PROBLEM DETAILS: Reproduce the passage on log-scale bias correction word for word from "So far everything" to "I confidently replied.".
══ EXTRACTED TEXT
Note the usual Bessel correction that I’ve applied in the calculation of $s^{2}$ .

We can see from this discussion that the bias correction in going from the log-scale to the ‘normal’ scale is multiplicative in this case. The bias correction factor $B_{1}$ is given by,

$B_{1} \;=\;\exp\left ( \frac{1}{2} s^{2}\right )$

If we had suspected that any bias correction needs to be multiplicative, which seems reasonable given we are going from a log-scale to a normal-scale, then we could easily have estimated a bias correction factor as simply the ratio of the mean of the observations on the normal scale to the exponential of the mean of the observations on the log scale. That is, we can construct a second estimate, $B_{2}$ , of the bias correction factor needed, with $B_{2}$ given by,

$B_{2} \; =\; \frac{\frac{1}{N}\sum_{i}y_{i}}{\exp\left ( \frac{1}{N}\sum_{i}\log y_{i}\right )}$

I tend to refer to the $B_{2}$ method as a non-parametric method because it is how you would estimate $\mathbb{E}\left ( Y \right )$ from an estimate of $\mathbb{E}\left ( \log Y \right )$ and you only knew the bias correction needed was multiplicative. You wouldn’t explicitly need to make any assumptions about the distribution of the data. In contrast, $B_{1}$ is specific to the data coming from a log-normal distribution, so I call it a parametric estimate. For these reasons, I tend to prefer using the $B_{2}$ way of estimating any necessary bias correction factor, as obviously any real data won’t be perfectly log-normal and so the $B_{2}$ estimator will be more robust whilst also being very simple to calculate.

A colleague asks an awkward question

So far everything I’ve described is well known and pretty standard. However, a few months ago a colleague asked me if there would be any differences between the estimates $B_{1}$ and $B_{2}$ ? “Of course”, I said, if the data is not log-normal. “No”, my colleague said. They meant, even if the data was log-normal would there be any differences between the estimates $B_{1}$ and $B_{2}$ . Understanding the size of any differences when the parametric assumptions are met would help understand how big the differences could be when the parametric assumptions are violated. “Yeah, there will obviously still be differences between $B_{1}$ and $B_{2}$ even if we do have log-normal data, because of sampling variation affecting the two formulae differently. But, I would expect those differences to be small even for moderate sample sizes”, I confidently replied.

I’ve been using those formulae for $B_{1}$ and $B_{2}$ for over 25 years and never considered the question my colleague asked. I’d never confirmed my intuition. So 25 years later, I thought I’d do a quick calculation to confirm my intuition. My intuition was very very wrong! I thought it would be interesting to explain the calculations I did and what, to me, was the surprising behaviour of $B_{1}$ . Note, with hindsight the behaviour I uncovered shouldn’t have been surprising. It was obvious once I’d begun to think about it. It was just that I’d left thinking about it till 25 years too late.
════
══ DATA FOR REVIEW
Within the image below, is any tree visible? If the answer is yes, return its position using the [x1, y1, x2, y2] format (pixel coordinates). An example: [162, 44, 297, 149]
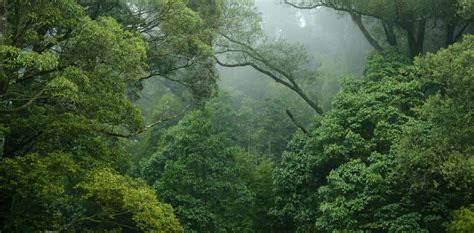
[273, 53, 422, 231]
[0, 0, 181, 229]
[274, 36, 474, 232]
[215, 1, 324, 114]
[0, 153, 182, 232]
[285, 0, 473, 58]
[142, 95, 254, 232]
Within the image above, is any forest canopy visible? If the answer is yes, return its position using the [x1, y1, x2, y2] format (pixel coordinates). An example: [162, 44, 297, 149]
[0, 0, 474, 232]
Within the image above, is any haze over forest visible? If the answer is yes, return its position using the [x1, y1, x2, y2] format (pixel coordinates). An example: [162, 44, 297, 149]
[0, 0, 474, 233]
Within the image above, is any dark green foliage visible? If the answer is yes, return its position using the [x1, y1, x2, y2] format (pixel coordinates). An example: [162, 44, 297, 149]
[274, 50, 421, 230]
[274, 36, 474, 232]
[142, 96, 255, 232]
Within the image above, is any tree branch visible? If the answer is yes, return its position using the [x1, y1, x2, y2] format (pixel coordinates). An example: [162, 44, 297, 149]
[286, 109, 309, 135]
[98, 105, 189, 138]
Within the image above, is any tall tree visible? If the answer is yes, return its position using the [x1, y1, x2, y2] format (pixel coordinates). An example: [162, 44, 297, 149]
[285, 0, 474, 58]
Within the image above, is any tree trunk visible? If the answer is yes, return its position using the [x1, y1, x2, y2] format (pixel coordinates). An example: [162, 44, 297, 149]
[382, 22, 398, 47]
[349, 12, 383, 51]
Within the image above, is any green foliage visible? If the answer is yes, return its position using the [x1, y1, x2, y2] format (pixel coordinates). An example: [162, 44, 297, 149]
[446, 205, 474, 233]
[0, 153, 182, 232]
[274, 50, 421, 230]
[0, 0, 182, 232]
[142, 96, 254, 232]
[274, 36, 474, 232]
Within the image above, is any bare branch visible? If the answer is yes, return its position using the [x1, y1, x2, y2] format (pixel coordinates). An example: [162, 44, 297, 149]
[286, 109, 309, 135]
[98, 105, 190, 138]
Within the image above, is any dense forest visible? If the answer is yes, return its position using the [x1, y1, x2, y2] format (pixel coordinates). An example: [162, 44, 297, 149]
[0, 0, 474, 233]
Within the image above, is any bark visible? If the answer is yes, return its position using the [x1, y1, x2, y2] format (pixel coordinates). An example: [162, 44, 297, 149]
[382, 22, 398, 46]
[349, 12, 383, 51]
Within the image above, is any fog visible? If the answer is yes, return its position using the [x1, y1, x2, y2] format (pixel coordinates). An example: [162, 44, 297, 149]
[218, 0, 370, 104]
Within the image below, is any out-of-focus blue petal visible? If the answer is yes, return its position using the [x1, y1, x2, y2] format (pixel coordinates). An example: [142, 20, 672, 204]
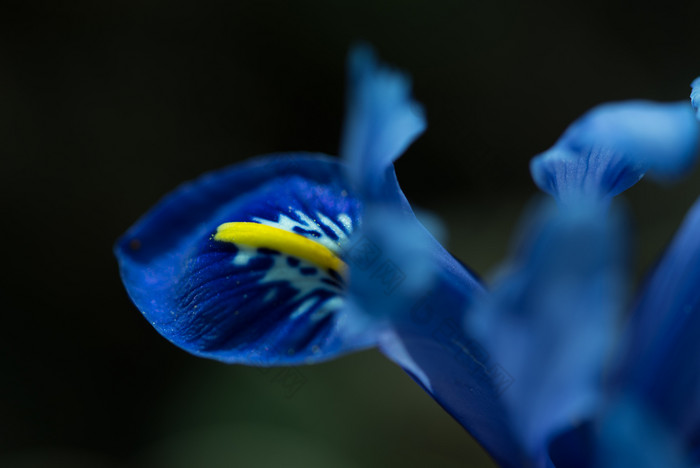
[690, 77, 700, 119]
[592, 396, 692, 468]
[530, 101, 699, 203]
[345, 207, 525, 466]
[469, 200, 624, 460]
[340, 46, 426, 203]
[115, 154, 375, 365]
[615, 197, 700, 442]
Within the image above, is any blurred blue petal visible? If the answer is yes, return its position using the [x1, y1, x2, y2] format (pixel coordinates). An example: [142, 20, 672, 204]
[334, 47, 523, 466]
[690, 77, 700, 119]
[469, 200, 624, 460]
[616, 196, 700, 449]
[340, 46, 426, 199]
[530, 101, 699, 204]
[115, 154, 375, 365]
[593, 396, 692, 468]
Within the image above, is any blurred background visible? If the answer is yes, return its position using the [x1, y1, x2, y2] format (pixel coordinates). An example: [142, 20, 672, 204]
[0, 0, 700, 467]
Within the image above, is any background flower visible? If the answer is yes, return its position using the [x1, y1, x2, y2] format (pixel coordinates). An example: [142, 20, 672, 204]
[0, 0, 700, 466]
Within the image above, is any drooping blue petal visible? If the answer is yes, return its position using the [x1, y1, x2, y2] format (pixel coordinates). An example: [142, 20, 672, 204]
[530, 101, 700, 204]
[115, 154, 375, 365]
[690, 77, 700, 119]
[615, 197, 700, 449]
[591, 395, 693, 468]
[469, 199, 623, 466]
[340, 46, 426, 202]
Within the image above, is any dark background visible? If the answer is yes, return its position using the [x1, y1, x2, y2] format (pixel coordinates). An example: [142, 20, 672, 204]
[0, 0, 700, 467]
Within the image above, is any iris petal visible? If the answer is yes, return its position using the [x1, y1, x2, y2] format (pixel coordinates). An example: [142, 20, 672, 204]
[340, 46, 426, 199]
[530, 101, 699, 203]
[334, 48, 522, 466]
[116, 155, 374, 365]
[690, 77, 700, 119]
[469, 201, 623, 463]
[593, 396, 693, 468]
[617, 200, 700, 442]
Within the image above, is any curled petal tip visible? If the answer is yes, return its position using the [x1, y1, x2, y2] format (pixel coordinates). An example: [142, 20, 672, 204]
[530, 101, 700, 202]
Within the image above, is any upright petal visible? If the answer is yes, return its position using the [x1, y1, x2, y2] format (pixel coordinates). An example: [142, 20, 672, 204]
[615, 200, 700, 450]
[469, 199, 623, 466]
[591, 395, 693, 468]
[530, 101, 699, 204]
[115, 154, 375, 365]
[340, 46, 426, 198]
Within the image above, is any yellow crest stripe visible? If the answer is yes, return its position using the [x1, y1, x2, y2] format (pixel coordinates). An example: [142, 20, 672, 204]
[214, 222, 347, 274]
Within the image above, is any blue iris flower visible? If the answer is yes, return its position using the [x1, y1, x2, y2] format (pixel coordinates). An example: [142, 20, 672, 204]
════
RESPONSE TO THIS EXERCISE:
So far everything I’ve described is well known and pretty standard. However, a few months ago a colleague asked me if there would be any differences between the estimates $B_{1}$ and $B_{2}$ ? “Of course”, I said, if the data is not log-normal. “No”, my colleague said. They meant, even if the data was log-normal would there be any differences between the estimates $B_{1}$ and $B_{2}$ . Understanding the size of any differences when the parametric assumptions are met would help understand how big the differences could be when the parametric assumptions are violated. “Yeah, there will obviously still be differences between $B_{1}$ and $B_{2}$ even if we do have log-normal data, because of sampling variation affecting the two formulae differently. But, I would expect those differences to be small even for moderate sample sizes”, I confidently replied.